[Given request]:
From the post about hearing Cajsa von Zeipel's summer radio show, pull out word for word the passage that begins with the words containing "- I am going to stop" and ends with "letting it be.".

== Extract provided ==

This afternoon I listened to Cajsa von Zeipel’s Summer Show from 2018. Cajsa is a young swedish artist now living and working in New York, the summer show a swedish radio tradition stretching back many years where ’significant’ people are invited to talk about their lives and select accompanying music … kind of like Desert Island Discs without the interviewer (or the Bible, or the works of Shakespeare, or the luxury item).
One of Cajsa’s sculptures caught the attention of the LGBT+ youth group that I am working with in Uppsala. The piece is a recent acquisition at Uppsala Art Museum and while sending some more information about the artist to the group I came across her radio show.
It was fascinating to hear her speak of her time at art school in Stockholm and the New York art scene. Two things really stuck with me: first her tutor telling her that the studio was her universe, and second Cajsa’s resistance to the ’what’s this about then?’ question. The two things got me thinking about my own practice and ways of being, and as a result:
- I am going to (re)claim my studio as my universe.
- I am going to stop asking myself ’what’s this about then?’
Somehow both of these things remind me that I want my own (not shared) studio. They also raise the familiar theme of my being overly concerned about explaining and justifying my work rather than just doing it and letting it be.

===
== Information supplied ==

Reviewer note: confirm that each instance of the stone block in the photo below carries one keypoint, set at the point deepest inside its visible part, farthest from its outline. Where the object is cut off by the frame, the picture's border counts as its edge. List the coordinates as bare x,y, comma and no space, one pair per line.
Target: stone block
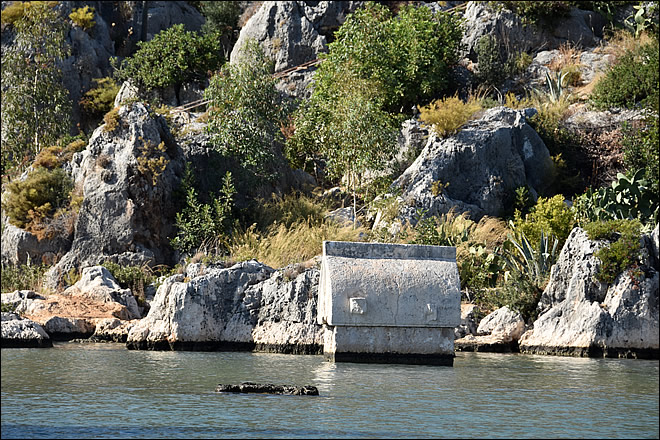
392,285
389,303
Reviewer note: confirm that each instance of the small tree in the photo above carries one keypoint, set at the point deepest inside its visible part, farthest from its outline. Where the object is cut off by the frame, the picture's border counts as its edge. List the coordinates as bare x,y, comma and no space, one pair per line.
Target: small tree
408,55
348,128
35,105
172,57
246,111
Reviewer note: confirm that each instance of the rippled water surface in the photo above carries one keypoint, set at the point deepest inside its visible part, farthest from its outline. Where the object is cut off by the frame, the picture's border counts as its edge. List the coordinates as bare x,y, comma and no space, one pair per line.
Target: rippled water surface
105,391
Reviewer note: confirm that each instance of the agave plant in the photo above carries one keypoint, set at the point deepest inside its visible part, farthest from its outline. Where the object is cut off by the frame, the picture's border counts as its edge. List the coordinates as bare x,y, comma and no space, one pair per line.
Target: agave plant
555,86
533,263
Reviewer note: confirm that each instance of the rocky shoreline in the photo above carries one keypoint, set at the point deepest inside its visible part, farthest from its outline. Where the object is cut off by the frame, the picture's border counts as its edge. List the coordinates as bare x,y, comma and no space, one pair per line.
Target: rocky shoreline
252,307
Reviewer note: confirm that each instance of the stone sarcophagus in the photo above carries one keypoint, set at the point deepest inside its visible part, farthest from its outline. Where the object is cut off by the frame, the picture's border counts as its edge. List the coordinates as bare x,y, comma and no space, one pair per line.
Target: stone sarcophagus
391,303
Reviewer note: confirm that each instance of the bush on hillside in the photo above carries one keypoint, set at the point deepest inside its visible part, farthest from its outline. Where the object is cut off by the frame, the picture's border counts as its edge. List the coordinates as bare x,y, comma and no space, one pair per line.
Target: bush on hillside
38,196
408,56
632,80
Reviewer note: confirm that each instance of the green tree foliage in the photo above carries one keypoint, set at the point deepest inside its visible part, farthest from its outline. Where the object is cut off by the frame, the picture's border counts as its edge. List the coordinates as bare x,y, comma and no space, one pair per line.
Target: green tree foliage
172,57
549,216
99,100
632,80
202,224
622,253
347,127
38,196
408,56
246,111
221,17
35,105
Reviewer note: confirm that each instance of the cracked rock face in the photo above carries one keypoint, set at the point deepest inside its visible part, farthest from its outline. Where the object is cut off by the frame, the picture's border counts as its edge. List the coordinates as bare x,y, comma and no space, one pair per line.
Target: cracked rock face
20,332
126,212
582,316
246,306
479,167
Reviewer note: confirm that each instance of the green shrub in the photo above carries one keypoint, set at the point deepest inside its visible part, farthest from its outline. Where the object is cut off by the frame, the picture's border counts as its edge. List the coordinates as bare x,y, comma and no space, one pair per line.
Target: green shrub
446,116
12,13
172,57
539,12
641,149
632,80
408,56
57,155
346,127
623,253
135,278
100,99
35,104
626,198
547,216
38,196
528,269
83,17
200,224
22,277
491,67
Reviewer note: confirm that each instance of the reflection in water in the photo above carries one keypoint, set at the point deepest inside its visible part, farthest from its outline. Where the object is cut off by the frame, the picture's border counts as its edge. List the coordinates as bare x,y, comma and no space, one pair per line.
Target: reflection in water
104,390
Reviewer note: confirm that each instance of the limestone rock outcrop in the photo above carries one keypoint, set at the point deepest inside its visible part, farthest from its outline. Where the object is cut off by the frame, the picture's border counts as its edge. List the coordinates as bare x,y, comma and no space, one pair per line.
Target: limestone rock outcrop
20,246
98,284
468,325
498,332
127,209
583,28
293,33
479,168
584,317
20,332
248,306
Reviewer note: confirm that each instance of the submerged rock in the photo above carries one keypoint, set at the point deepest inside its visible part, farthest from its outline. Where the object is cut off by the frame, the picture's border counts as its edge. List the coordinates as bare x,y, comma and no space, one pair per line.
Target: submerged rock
18,332
268,388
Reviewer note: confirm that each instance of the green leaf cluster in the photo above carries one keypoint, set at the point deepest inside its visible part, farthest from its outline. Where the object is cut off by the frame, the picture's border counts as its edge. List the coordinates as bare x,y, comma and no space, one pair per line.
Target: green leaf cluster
632,80
36,109
549,216
622,253
172,57
246,111
407,55
101,98
201,224
83,17
528,265
626,198
38,196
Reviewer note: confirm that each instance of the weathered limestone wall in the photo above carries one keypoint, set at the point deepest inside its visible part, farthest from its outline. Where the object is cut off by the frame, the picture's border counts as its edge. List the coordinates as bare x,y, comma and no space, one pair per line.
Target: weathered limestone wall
389,302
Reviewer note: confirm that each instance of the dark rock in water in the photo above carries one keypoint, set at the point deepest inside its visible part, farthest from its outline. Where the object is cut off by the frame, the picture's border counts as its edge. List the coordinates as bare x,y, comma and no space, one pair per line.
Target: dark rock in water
267,388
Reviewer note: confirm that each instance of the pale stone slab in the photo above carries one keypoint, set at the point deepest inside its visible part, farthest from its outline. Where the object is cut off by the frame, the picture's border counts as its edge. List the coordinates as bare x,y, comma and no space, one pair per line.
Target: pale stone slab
391,285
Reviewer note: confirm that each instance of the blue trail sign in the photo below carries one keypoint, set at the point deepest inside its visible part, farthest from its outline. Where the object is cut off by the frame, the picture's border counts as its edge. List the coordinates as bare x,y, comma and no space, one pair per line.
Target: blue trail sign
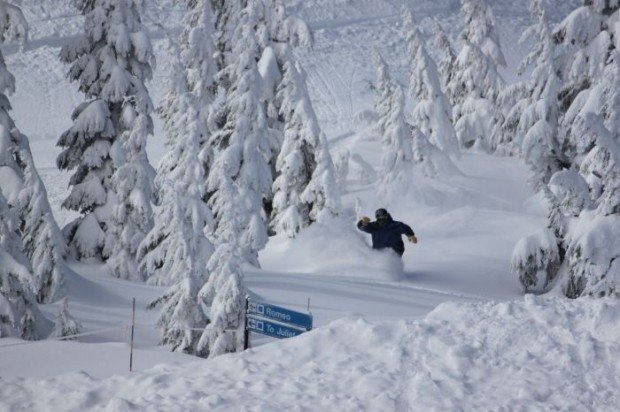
280,314
272,329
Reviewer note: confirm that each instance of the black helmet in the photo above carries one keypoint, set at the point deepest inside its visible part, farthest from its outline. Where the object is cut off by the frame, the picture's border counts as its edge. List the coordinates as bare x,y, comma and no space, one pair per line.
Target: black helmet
381,214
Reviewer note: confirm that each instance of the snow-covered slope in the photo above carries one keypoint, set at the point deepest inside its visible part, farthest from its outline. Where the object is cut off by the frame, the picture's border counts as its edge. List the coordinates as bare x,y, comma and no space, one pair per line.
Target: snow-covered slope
379,342
540,353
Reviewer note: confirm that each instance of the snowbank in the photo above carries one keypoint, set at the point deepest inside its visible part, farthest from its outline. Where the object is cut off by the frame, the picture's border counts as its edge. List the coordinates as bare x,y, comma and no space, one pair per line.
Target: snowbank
538,353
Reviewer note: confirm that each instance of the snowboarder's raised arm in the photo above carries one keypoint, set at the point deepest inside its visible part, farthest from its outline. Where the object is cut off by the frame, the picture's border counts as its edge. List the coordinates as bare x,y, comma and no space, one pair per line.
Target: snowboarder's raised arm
365,225
405,229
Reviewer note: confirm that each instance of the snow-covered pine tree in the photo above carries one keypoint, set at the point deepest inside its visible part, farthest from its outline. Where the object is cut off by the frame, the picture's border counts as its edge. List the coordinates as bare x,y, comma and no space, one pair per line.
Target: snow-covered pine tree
19,313
177,243
446,52
297,158
241,179
111,185
479,29
585,200
175,252
396,160
65,324
536,261
476,84
181,317
322,192
531,126
43,243
432,113
590,133
593,243
225,295
132,217
200,68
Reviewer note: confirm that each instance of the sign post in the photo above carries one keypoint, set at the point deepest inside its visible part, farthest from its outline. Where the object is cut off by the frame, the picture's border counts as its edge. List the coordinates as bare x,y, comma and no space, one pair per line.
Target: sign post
246,332
274,321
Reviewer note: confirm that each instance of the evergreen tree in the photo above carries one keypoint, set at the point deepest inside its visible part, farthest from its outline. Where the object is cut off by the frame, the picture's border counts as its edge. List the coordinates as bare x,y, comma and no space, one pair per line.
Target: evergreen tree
322,193
65,324
181,317
432,114
19,313
397,156
225,295
585,197
112,183
177,243
476,83
297,158
589,130
479,29
531,127
41,237
447,55
170,250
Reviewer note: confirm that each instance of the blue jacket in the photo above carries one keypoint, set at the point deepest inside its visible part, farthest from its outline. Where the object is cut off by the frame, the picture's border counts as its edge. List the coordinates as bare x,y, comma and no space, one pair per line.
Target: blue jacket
387,235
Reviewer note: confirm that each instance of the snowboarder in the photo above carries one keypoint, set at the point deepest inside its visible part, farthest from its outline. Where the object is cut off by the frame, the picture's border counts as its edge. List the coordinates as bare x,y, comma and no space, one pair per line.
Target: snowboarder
386,232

===

[Answer to this exercise]:
- I am going to stop asking myself ’what’s this about then?’
Somehow both of these things remind me that I want my own (not shared) studio. They also raise the familiar theme of my being overly concerned about explaining and justifying my work rather than just doing it and letting it be.